TASK REQUIREMENTS »
**a)** In the Mexico City safety thread below, how long does Isla Verde say they have lived in the city?
**b)** Name every username that heads a post in the Mexico City safety thread below.
**c)** Carry on the Mexico City safety thread below from the point where it stops.

TEXT EXCERPT »
-*-

# Mexico City Safety



## tmpchk (Oct 18, 2016)

I've heard from some expats that MC is getting more dangerous lately and that there's a feeling of being on edge. Can anyone confirm/deny?


----------



## Isla Verde (Oct 19, 2011)

tmpchk said:


> I've heard from some expats that MC is getting more dangerous lately and that there's a feeling of being on edge. Can anyone confirm/deny?


Do these expats live in Mexico City? I have lived here for over 9 years and haven't had any personal reason for feeling that life here has become more dangerous. Of course, that doesn't mean that this is true for all chilangos.


----------



## perropedorro (Mar 19, 2016)

tmpchk said:


> I've heard from some expats that MC is getting more dangerous lately and that there's a feeling of being on edge. Can anyone confirm/deny?

-*-

LISTED RECORDS »
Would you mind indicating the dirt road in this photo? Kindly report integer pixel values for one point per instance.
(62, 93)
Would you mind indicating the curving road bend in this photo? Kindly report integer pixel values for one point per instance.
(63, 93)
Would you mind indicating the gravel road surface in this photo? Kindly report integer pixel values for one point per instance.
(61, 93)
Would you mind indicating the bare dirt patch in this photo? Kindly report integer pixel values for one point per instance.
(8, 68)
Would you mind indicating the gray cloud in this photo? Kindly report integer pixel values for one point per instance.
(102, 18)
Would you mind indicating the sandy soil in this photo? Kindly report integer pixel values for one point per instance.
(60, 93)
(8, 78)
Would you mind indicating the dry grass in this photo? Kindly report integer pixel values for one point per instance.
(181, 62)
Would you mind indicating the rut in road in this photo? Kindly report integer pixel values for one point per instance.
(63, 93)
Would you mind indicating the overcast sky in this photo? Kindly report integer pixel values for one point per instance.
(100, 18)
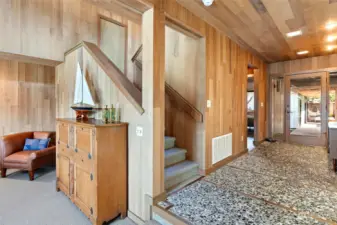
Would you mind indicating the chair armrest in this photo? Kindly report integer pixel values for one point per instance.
(42, 153)
(12, 143)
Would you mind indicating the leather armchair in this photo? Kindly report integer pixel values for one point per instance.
(12, 155)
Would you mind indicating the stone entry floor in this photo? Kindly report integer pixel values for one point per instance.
(276, 183)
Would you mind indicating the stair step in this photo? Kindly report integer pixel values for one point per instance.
(174, 155)
(183, 184)
(180, 172)
(152, 222)
(170, 142)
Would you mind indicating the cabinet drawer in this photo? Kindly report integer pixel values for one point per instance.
(83, 139)
(65, 150)
(63, 132)
(83, 159)
(85, 191)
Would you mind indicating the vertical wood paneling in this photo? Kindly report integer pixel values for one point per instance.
(46, 29)
(185, 72)
(226, 78)
(27, 97)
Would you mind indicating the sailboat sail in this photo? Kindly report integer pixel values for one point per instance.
(82, 92)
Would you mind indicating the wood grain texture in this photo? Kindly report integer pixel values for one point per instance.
(185, 74)
(46, 29)
(182, 103)
(27, 97)
(261, 26)
(120, 80)
(113, 42)
(106, 93)
(99, 190)
(294, 66)
(226, 82)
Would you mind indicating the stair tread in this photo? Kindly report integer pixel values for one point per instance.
(169, 138)
(169, 142)
(179, 168)
(174, 151)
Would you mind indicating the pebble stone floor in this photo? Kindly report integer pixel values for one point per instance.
(277, 183)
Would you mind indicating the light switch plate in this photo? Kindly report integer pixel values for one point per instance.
(209, 103)
(139, 131)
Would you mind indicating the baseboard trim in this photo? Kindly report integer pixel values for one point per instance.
(135, 218)
(168, 216)
(222, 163)
(159, 198)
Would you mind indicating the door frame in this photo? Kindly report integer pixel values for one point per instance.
(307, 140)
(256, 78)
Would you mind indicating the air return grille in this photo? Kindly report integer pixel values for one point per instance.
(221, 147)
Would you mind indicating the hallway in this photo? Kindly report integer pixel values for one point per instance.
(276, 183)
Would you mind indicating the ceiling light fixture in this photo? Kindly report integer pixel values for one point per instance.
(330, 25)
(302, 52)
(331, 47)
(331, 38)
(208, 2)
(294, 33)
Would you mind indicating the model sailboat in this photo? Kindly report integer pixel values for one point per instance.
(83, 101)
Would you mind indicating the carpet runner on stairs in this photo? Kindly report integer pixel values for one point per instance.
(177, 168)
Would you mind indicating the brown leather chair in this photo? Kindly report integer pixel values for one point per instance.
(12, 155)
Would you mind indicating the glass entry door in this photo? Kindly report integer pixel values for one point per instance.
(306, 100)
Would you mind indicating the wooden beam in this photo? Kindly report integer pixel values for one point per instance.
(120, 80)
(119, 8)
(154, 78)
(29, 59)
(183, 104)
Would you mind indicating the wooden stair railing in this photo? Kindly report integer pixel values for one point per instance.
(180, 101)
(120, 80)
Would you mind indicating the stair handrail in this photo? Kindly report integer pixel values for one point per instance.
(139, 50)
(121, 81)
(173, 94)
(183, 103)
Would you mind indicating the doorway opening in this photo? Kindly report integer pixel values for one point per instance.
(306, 108)
(250, 109)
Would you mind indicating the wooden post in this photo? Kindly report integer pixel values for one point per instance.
(154, 89)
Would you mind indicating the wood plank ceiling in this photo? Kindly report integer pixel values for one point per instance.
(261, 25)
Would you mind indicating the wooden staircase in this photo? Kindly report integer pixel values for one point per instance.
(178, 170)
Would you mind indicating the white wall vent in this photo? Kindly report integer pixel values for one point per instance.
(221, 147)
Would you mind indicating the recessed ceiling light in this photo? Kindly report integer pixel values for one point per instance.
(331, 38)
(331, 47)
(302, 52)
(207, 2)
(294, 33)
(330, 25)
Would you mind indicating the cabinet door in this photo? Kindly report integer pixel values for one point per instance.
(63, 173)
(84, 139)
(84, 190)
(63, 133)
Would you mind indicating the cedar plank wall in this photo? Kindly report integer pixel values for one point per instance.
(56, 26)
(226, 76)
(185, 73)
(27, 97)
(312, 63)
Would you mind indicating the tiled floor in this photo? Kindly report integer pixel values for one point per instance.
(276, 183)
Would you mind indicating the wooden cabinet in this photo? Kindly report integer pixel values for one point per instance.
(91, 167)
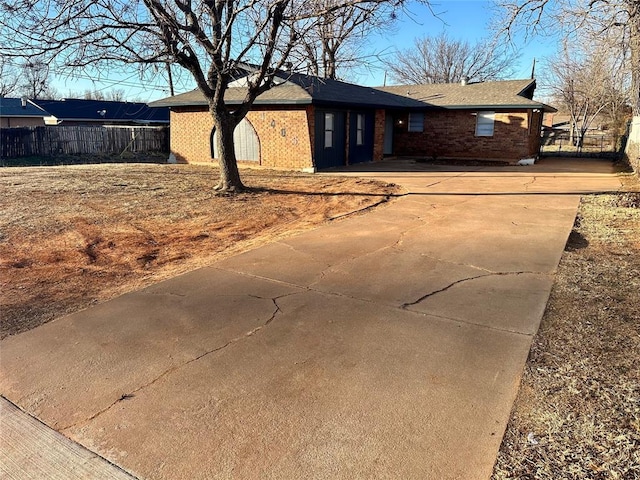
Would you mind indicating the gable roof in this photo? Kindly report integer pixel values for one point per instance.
(483, 95)
(102, 110)
(12, 107)
(299, 89)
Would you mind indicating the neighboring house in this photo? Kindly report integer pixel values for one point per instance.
(307, 123)
(100, 112)
(20, 112)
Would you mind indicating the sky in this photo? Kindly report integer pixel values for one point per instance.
(460, 19)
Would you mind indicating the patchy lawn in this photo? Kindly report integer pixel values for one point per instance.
(577, 415)
(73, 236)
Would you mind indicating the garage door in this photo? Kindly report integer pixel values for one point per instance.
(245, 140)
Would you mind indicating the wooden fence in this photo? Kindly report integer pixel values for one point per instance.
(594, 143)
(74, 140)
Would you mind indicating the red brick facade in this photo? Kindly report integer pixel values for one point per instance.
(452, 134)
(285, 135)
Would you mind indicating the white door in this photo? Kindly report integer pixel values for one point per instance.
(245, 140)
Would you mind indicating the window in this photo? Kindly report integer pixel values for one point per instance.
(360, 129)
(484, 124)
(416, 122)
(328, 130)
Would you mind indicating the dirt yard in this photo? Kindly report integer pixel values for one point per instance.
(77, 235)
(577, 415)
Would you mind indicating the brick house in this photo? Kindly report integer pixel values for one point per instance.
(306, 123)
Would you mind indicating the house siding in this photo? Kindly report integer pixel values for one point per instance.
(284, 135)
(452, 134)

-*-

RESULTS OF THE TASKS »
**a)** Over 9 years.

**b)** tmpchk, Isla Verde, perropedorro

**c)**
Can't speak as a resident, but as a tourist I go there at least a couple times a year. I don't get the impression there's more violent crime than in other major cities on either side of the border. Of course use common sense, given that there are many neighborhoods you wouldn't want to be at night, and a few that are sketchy in daylight. And take good care of your wallet on the Metro, preferably don't carry one at all.


----------



## tmpchk (Oct 18, 2016)

Isla Verde said:


> Do these expats live in Mexico City? I have lived here for over 9 years and haven't had any personal reason for feeling that life here has become more dangerous. Of course, that doesn't mean that this is true for all chilangos.


Yes, though fairly new to the city. Thank you for your insight.


----------



## maesonna (Jun 10, 2008)

Yes, I saw a Facebook post the other day that said Mexico City was getting more dangerous lately. It was from a person who posted because they were selling personal alarms, which I’m sure was just coincidence (not!)


----------



## Isla Verde (Oct 19, 2011)

tmpchk said:


> Yes, though fairly new to the city. Thank you for your insight.


If they're fairly new to the CDMX, how would they know it's become more dangerous?


----------



## Chacrinha (Oct 13, 2016)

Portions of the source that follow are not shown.